Extrait cité:
Prévention de la radicalisation : quel programme derrière les grilles de Pontourny ?

Le centre de Beaumont-en-Véron a ouvert ses portes, deux semaines avant l’arrivée de ses premiers pensionnaires « en voie de radicalisation ». Décryptage.

« Ce n’est pas simplement une opération de communication » lance en préambule le préfet d’Indre-et-Loire, Louis Le Franc. Avec une quarantaine de médias présents, dont une quinzaine de télés et même des chaînes étrangères (Japon, Grande Bretagne), ça y ressemble quand même pas mal. Ce mardi, la presse était invitée à découvrir le centre de prévention, d’insertion et de citoyenneté de Pontourny, sur la commune de Beaumont-en-Véron, le premier du genre en France (à terme, il y en aura un dans chacune des 13 régions). On peut aussi dire centre de prévention de la radicalisation voire centre de déradicalisation. Il y a même ceux qui osent le mot « colonie de vacances » (les opposants au projet et même une journaliste parisienne).

« Ce ne seront pas des terroristes »

Il faut dire que le cadre est champêtre. On est en pleine campagne, il y a un grand parc avec des gravillons, une salle de sport, des chambres spacieuses, le tout au calme… Même l’architecture est élégante. Il s’agit d’une grande bâtisse, propriété de l’Assistance Publique Hôpitaux de Paris et qui était jusqu’à récemment un centre d’accueil pour mineurs isolés géré par la mairie de Paris. Désormais, jusqu’à 25 jeunes « volontaires » de 18 à 30 ans, « hommes et femmes » pourront y être accueillis « pendant 10 mois maximum » pour un séjour dont le but sera « de développer leur esprit critique, leur redonner des perspectives et assurer leur insertion sociale, qu’ils puissent comprendre leur environnement, retrouver une capacité de discernement et leur libre-arbitre. » Voilà pour le discours des autorités qui travaillent sur le projet depuis plus de six mois, voire un an, et qui marchent sur des œufs car le dossier est sensible dans le contexte actuel post-attentats.

Enregistrements à traiter:

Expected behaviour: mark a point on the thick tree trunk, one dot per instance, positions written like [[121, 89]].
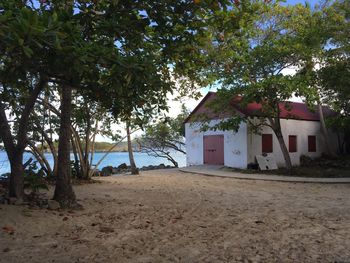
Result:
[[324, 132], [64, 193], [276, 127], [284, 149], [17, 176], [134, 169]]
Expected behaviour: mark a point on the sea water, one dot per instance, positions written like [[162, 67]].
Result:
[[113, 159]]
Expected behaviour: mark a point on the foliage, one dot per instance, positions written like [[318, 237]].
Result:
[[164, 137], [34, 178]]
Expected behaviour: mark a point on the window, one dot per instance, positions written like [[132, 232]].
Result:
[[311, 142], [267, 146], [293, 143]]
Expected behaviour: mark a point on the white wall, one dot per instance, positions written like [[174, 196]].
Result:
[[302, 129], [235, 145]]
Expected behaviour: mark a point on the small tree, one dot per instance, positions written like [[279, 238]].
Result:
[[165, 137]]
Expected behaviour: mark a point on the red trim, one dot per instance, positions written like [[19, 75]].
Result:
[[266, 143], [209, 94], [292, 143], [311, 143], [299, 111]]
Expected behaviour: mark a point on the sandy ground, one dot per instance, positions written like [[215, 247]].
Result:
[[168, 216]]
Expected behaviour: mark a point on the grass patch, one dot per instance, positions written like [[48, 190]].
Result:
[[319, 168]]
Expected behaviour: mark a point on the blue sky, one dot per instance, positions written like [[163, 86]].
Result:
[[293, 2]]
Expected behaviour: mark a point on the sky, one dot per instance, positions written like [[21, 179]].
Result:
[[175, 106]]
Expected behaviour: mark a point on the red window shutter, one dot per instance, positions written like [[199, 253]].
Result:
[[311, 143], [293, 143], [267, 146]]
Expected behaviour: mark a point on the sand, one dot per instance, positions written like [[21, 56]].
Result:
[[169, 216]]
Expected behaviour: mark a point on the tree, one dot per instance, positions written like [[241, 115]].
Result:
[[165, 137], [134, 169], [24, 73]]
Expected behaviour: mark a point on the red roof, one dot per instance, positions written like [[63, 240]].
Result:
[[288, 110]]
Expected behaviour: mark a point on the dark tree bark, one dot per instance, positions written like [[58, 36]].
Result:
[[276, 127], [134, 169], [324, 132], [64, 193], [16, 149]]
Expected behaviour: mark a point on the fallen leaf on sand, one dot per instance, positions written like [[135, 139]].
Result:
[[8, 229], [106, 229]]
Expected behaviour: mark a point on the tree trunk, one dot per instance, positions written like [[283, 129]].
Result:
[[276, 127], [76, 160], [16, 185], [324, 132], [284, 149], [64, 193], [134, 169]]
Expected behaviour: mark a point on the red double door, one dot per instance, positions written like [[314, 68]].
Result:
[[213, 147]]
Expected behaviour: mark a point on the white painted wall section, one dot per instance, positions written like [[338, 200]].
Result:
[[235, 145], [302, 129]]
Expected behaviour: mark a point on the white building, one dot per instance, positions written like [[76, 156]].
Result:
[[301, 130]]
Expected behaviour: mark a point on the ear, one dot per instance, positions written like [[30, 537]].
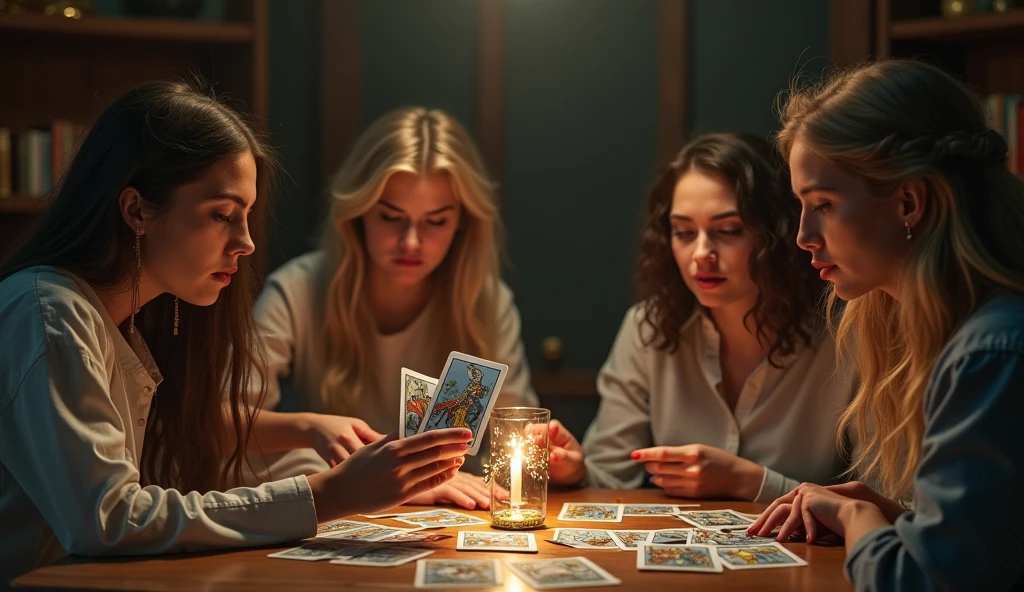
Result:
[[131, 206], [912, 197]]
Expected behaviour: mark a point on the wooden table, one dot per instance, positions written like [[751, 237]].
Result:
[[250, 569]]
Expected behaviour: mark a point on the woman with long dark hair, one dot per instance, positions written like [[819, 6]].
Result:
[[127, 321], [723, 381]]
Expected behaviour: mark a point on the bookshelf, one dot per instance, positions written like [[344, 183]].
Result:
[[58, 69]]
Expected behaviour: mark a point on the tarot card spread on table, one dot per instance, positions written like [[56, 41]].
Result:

Travail à effectuer:
1: Dans les enregistrements, recopiez à l'identique tout ce qui s'étend de la ligne contenant « Expected behaviour: mark a point on the tree, one » jusqu'à la ligne contenant « [[8, 229], [106, 229]] », ces deux lignes incluses, et rien d'autre.
2: Poursuivez l'article sur le centre de Pontourny à partir de l'endroit où il s'interrompt.

Réponses rédigées:
1:
Expected behaviour: mark a point on the tree, one dot per instance, positions written like [[241, 115]].
Result:
[[165, 137], [134, 169], [24, 73]]
Expected behaviour: mark a point on the red roof, one dot per instance, positions written like [[63, 240]].
Result:
[[288, 110]]
Expected behaviour: mark a point on the dark tree bark, one dot per instance, positions written like [[58, 36]].
Result:
[[276, 127], [134, 169], [324, 132], [64, 193], [16, 149]]
Expected behaviour: mark a point on the fallen leaf on sand, one dot per instance, positions written like [[135, 139]].
Result:
[[8, 229], [106, 229]]

2:
Il y a beaucoup de questions et au moins autant de fantasmes autour de cet équipement tourangeau. L’objectif politique est de montrer que l’on peut lutter contre le terrorisme par d’autres moyens que via des mesures ultra-sécuritaires. « Ce n’est pas une prison » répètent ainsi régulièrement nos interlocuteurs. Pas une prison mais pas une colonie non plus. Le site sera entouré par 18 caméras de surveillance dont 6 pivotantes, il y a des barreaux (stylisés) aux fenêtres et des rayons à détecteurs de mouvements à certains endroits pour éviter les fugues. Des précautions pour rassurer les voisins.

30 encadrants et des intervenants extérieurs

Des contraintes mais pas en permanence. Ainsi, au bout de 5 à 6 semaines d’internat, les pensionnaires pourront rentrer chez-eux tous les week-ends. Des sorties sont prévues pour des rendez-vous en entreprise voire des stages. Et si au bout d’un certain temps ils ne sont plus volontaires pour suivre le cursus « ils seront libres de partir » explique Pierre Pibarot, directeur du Groupement d’Intérêt Public Réinsertion et Citoyenneté. Ce qui n’empêchera pas un maintien de leur surveillance.

25 stagiaires potentiels donc… Une goutte d’eau alors que, rien qu’en Indre-et-Loire, le préfet annonce que 80 personnes sont suivies pour radicalisation. Qui est susceptible de venir à Pontourny ? « Ce seront des personnes qui auront envie de s’en sortir. Qui sont en rupture avec leur famille, leurs amis, leurs voisins. Des individus en voie de radicalisation, qui se sont égarés sur les réseaux web » précise le préfet ajoutant (là aussi plusieurs fois) « ce ne sont pas des terroristes. » De fait, « aucun ne sera suivi par la justice, aucun ne reviendra de Syrie ni d’une autre zone de combat, aucun n’aura été condamné pour des faits de violences. » Conditions sine qua non pour que les élus du Chinonais ne s’opposent pas à ce projet « imposé » par l’Etat.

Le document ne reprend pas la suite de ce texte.